* **What you should do**:
In the rows below, take everything from the line containing "athletic shoe?" down to the line containing "(0, 0), (425, 20)" and set it out as a Markdown table with columns No. and Line. Number each line and leave out blank lines.

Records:
******************************
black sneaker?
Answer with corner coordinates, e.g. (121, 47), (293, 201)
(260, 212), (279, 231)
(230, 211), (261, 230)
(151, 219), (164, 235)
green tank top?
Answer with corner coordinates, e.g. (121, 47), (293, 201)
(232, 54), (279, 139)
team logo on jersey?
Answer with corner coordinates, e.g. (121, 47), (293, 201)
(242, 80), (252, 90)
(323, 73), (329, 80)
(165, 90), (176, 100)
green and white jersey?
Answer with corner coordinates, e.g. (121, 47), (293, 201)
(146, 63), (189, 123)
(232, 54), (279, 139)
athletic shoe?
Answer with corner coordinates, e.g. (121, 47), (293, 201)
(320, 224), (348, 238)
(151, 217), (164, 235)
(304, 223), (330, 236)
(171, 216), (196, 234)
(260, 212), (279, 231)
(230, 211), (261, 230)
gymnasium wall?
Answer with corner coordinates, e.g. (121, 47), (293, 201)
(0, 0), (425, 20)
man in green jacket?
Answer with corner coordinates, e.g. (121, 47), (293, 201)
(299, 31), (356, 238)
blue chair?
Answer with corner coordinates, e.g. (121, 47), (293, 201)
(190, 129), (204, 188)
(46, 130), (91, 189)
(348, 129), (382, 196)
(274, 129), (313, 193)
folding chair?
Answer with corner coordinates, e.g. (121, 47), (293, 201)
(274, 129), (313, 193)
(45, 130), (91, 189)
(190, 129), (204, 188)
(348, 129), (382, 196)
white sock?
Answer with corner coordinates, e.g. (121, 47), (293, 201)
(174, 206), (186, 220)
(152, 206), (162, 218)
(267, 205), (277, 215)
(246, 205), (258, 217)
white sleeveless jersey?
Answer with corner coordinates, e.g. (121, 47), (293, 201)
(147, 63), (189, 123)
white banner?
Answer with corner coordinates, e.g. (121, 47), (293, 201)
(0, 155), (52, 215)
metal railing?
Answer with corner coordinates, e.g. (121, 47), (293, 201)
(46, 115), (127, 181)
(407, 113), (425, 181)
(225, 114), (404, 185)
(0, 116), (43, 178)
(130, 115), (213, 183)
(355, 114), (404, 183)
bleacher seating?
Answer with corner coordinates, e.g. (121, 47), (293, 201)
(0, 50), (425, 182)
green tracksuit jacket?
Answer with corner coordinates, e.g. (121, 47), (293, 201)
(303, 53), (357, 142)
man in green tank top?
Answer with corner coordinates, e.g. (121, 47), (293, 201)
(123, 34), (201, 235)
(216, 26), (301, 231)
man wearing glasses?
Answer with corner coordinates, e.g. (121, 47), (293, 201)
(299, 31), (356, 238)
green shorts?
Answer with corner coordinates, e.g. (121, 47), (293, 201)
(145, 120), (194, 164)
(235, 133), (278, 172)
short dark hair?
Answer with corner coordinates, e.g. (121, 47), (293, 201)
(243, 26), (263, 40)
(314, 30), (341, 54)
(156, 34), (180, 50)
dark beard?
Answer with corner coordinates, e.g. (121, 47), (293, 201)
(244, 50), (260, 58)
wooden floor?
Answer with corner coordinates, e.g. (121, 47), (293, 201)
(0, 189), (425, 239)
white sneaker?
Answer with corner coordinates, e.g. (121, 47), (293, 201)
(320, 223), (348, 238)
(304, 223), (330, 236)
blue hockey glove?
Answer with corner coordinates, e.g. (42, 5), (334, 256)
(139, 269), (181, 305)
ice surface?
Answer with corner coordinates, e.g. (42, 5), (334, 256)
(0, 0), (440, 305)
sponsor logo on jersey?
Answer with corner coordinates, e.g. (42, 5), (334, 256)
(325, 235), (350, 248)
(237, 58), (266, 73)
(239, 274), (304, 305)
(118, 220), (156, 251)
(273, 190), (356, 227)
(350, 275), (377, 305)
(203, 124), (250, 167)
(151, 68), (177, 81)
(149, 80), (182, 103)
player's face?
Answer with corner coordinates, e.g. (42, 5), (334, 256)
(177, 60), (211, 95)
******************************
* **Task output**:
| No. | Line |
|---|---|
| 1 | athletic shoe? |
| 2 | Answer with corner coordinates, e.g. (121, 47), (293, 201) |
| 3 | (320, 224), (348, 238) |
| 4 | (151, 217), (164, 235) |
| 5 | (304, 223), (330, 236) |
| 6 | (171, 216), (196, 234) |
| 7 | (260, 212), (279, 231) |
| 8 | (230, 211), (261, 230) |
| 9 | gymnasium wall? |
| 10 | Answer with corner coordinates, e.g. (121, 47), (293, 201) |
| 11 | (0, 0), (425, 20) |